Items from a data source:
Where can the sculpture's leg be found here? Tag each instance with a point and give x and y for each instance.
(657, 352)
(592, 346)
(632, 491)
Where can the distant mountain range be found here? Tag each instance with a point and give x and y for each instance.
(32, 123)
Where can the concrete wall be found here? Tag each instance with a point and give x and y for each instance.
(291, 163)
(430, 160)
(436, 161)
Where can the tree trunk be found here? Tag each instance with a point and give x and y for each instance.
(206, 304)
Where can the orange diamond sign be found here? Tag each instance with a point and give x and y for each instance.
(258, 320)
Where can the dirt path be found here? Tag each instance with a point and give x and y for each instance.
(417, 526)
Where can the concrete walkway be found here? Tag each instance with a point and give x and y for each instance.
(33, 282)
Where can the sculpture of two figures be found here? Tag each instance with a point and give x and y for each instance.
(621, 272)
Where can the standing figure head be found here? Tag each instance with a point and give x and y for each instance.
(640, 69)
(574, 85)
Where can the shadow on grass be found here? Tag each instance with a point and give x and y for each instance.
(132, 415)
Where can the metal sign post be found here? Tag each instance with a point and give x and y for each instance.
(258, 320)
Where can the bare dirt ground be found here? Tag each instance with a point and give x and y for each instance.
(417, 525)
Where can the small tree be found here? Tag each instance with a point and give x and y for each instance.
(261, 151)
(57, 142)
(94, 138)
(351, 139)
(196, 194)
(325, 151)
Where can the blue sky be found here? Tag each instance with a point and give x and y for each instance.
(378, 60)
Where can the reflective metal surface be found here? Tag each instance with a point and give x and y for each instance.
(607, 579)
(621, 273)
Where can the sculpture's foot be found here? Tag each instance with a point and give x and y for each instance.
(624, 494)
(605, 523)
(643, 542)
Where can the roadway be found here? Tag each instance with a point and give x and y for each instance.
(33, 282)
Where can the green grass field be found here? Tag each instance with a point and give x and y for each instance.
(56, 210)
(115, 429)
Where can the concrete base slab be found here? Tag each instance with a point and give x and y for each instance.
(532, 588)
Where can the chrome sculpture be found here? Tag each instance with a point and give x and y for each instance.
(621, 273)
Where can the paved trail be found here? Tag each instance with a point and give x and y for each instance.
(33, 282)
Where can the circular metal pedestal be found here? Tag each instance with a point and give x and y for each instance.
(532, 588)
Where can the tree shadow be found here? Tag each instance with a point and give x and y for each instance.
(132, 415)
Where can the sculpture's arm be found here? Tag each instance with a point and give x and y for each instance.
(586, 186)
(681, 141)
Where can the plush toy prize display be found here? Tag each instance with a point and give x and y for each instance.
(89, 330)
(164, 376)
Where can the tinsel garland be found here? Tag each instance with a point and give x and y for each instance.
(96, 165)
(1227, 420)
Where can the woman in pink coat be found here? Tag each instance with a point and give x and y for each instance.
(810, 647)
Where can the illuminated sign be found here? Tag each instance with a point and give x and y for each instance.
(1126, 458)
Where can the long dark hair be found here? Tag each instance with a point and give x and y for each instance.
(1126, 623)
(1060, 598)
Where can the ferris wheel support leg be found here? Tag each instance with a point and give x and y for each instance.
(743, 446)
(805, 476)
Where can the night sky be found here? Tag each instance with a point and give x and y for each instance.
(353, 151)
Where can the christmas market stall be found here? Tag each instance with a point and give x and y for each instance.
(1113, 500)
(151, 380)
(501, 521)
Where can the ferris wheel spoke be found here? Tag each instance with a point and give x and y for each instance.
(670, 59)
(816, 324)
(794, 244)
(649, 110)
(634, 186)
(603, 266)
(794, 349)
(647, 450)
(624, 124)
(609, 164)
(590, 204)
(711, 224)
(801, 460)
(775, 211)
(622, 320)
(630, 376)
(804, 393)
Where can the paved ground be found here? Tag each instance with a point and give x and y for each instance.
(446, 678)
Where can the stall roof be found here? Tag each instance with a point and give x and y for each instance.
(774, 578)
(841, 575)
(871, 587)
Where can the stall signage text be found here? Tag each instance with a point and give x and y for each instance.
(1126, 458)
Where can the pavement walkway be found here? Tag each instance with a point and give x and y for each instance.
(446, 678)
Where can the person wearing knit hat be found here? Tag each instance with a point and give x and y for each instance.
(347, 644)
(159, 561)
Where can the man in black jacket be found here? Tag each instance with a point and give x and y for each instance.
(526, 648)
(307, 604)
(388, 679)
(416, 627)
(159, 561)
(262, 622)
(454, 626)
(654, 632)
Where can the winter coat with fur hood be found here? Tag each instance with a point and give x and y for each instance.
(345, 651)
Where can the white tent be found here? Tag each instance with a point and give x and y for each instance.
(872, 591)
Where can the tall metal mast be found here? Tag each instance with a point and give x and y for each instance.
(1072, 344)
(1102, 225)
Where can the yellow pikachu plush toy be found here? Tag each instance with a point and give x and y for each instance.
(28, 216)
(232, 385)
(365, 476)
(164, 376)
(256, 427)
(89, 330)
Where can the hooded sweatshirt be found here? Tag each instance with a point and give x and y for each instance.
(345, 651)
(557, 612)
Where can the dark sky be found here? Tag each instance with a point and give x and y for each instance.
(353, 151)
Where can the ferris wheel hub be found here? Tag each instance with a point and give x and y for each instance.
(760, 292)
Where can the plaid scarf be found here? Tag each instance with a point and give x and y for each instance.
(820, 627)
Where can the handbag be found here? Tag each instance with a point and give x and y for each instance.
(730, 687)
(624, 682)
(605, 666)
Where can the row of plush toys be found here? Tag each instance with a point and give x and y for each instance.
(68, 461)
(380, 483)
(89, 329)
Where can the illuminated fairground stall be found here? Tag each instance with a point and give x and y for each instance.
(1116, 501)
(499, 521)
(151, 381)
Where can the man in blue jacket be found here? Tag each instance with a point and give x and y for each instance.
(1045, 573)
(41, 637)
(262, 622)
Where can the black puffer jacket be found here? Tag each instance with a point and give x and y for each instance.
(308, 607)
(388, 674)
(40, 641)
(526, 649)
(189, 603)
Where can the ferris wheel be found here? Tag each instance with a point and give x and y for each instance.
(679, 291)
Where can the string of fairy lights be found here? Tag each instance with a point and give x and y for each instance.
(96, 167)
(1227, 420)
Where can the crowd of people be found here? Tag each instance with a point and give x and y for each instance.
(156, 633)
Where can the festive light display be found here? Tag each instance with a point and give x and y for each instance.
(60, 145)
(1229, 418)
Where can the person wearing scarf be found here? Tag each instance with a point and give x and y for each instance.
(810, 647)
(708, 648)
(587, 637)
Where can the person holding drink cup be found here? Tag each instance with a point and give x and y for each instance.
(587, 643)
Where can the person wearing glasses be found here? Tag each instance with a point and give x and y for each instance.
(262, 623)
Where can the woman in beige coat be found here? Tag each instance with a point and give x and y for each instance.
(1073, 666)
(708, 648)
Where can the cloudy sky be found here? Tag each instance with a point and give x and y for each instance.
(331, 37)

Set exercise: Return the lines from the one containing "Where can the woman in beige" through the end of the records, both ends included, without any changes.

Solution for this exercise:
Where can the woman in beige coat be found here? Tag each instance with a point and give x and y for each instance.
(1073, 666)
(708, 648)
Where can the cloudy sky be found here? Tag each instance with a point and give x and y for each instance.
(331, 37)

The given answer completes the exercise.